-- Goal of the exercise --
Word for word, repeat every record.

------------------------------------------------------------------------

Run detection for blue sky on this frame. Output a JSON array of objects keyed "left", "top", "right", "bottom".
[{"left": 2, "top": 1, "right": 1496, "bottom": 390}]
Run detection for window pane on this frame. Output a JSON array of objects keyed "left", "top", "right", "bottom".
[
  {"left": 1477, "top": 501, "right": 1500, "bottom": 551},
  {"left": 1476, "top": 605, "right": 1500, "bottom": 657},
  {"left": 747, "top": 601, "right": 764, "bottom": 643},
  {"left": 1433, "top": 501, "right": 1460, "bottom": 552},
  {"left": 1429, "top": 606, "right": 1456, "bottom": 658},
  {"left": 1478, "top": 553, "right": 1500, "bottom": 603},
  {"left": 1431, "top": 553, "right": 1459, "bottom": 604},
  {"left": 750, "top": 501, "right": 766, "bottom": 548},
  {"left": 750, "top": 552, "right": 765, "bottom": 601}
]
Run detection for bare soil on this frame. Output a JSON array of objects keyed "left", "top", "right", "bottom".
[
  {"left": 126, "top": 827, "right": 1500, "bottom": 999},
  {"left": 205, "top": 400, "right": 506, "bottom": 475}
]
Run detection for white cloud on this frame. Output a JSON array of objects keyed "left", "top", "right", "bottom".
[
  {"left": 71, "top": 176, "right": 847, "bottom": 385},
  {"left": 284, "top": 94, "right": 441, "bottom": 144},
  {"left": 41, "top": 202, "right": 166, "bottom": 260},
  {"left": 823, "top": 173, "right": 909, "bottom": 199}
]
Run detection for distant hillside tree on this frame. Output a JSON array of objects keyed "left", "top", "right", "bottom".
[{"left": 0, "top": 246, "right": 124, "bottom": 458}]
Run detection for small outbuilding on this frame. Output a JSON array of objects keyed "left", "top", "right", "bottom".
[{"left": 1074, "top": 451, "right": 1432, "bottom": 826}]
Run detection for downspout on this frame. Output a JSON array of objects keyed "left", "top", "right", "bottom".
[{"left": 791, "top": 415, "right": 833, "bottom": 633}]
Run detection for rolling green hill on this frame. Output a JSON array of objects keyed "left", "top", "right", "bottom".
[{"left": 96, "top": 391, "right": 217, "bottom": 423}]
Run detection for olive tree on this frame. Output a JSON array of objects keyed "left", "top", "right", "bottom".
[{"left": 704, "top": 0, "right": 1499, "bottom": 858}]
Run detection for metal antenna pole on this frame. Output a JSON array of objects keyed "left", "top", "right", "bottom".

------------------------------------------------------------------------

-- Exercise result --
Run detection for blue sky on this frame. Output a JSON array of objects keyed "left", "top", "right", "bottom".
[{"left": 2, "top": 1, "right": 1496, "bottom": 390}]
Run detection for window pane on this frame. Output a JSON array of objects keyed "left", "top", "right", "bottom".
[
  {"left": 1477, "top": 501, "right": 1500, "bottom": 551},
  {"left": 1476, "top": 605, "right": 1500, "bottom": 657},
  {"left": 747, "top": 601, "right": 764, "bottom": 643},
  {"left": 1433, "top": 501, "right": 1460, "bottom": 552},
  {"left": 1429, "top": 606, "right": 1456, "bottom": 658},
  {"left": 1478, "top": 553, "right": 1500, "bottom": 603},
  {"left": 1431, "top": 553, "right": 1459, "bottom": 604},
  {"left": 750, "top": 501, "right": 766, "bottom": 548},
  {"left": 750, "top": 552, "right": 765, "bottom": 601}
]
Run detection for bare soil on this frame. Output a JSON array of objects keyed "left", "top", "right", "bottom".
[
  {"left": 126, "top": 827, "right": 1500, "bottom": 999},
  {"left": 205, "top": 400, "right": 506, "bottom": 475}
]
Run detection for white cloud on this frame. Output a JSON array of objects keyed "left", "top", "right", "bottom".
[
  {"left": 71, "top": 176, "right": 847, "bottom": 385},
  {"left": 284, "top": 94, "right": 441, "bottom": 144},
  {"left": 41, "top": 202, "right": 166, "bottom": 260},
  {"left": 823, "top": 173, "right": 909, "bottom": 199}
]
Run detection for distant hillside tree on this frame. Output a JSON array of objects keyed "left", "top", "right", "bottom".
[{"left": 0, "top": 246, "right": 124, "bottom": 458}]
Run detection for small outbuilding on this frame. Output a JSON array of objects keyed "left", "top", "right", "bottom".
[{"left": 1074, "top": 451, "right": 1432, "bottom": 826}]
Run detection for downspout on this frame. Output a JSON array of objects keyed "left", "top", "right", "bottom".
[{"left": 791, "top": 415, "right": 833, "bottom": 633}]
Run detection for rolling green hill on this frame. Output a JSON array of objects keyed "left", "top", "right", "bottom".
[{"left": 96, "top": 391, "right": 217, "bottom": 423}]
Run detection for olive tree on this frame. Output a JSON array of objects keyed "left", "top", "right", "bottom".
[{"left": 704, "top": 0, "right": 1499, "bottom": 858}]
Run detection for metal antenna pole on this frame. Output a JSON array of objects keyed "left", "top", "right", "bottom".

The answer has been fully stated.